---------- Selección
Columna de Óscar Contardo: Lo improbable
Solemos pensar que hay cosas que, en virtud de nuestra experiencia, de ciertas regularidades o de la proyección de nuestros deseos, no podrían pasar en determinados lugares o en determinados momentos, pero que finalmente acaban ocurriendo. Decisiones colectivas que parecían deschavetadas en un minuto y al siguiente son una realidad. Los británicos no tenían razones de peso para votar en contra de permanecer en la Unión Europea, los argumentos para sacar a Reino Unido del acuerdo eran, al menos, falaces y fabricados a conveniencia; los estadounidenses no podrían elegir a un candidato presidencial con un pasado y un presente turbio que avivara el racismo, la misoginia y abusara industrialmente de mentiras en su oratoria; un pueblo como el argentino no apoyaría con su voto a un político esperpéntico cuyo principal atractivo es una inagotable capacidad de insultar de manera iracunda a sus adversarios frente a las cámaras de televisión. Nada de eso podía llegar a suceder. Y sin embargo pasó: los británicos votaron por la salida de la Unión Europea con consecuencias que siguen afectando a la economía del país; los estadounidenses eligieron a Donald Trump que lideró un gobierno que acabó envenenando a su partido y a la convivencia de su nación; los argentinos y argentinas le están dando su apoyo a un candidato que niega el alcance que tuvo la represión durante la dictadura trasandina.
En Chile existe una confianza excesiva entre las izquierdas locales sobre el escaso apoyo que puede lograr la propuesta constitucional liderada por el Partido Republicano. Las enmiendas presentadas por los consejeros de ultraderecha al anteproyecto elaborado por los expertos indican tal retroceso en tantos planos, que, en contraste, la Constitución de la dictadura luce progresista. Aun más, los candados de cuórums para reformarla serían una clausura tan dificultosa de sortear como la consagrada en 1980.
--------------------
---------- Material proporcionado
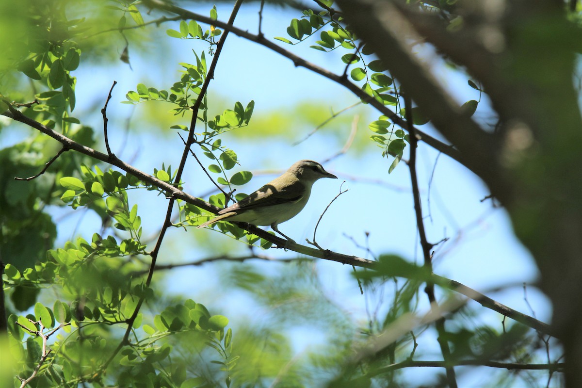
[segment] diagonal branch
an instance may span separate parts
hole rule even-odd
--------------------
Realiza esto: Por favor, indique qué luce progresista, según la columna, en contraste con las enmiendas de los consejeros de ultraderecha.

Solución del problema: La Constitución de la dictadura.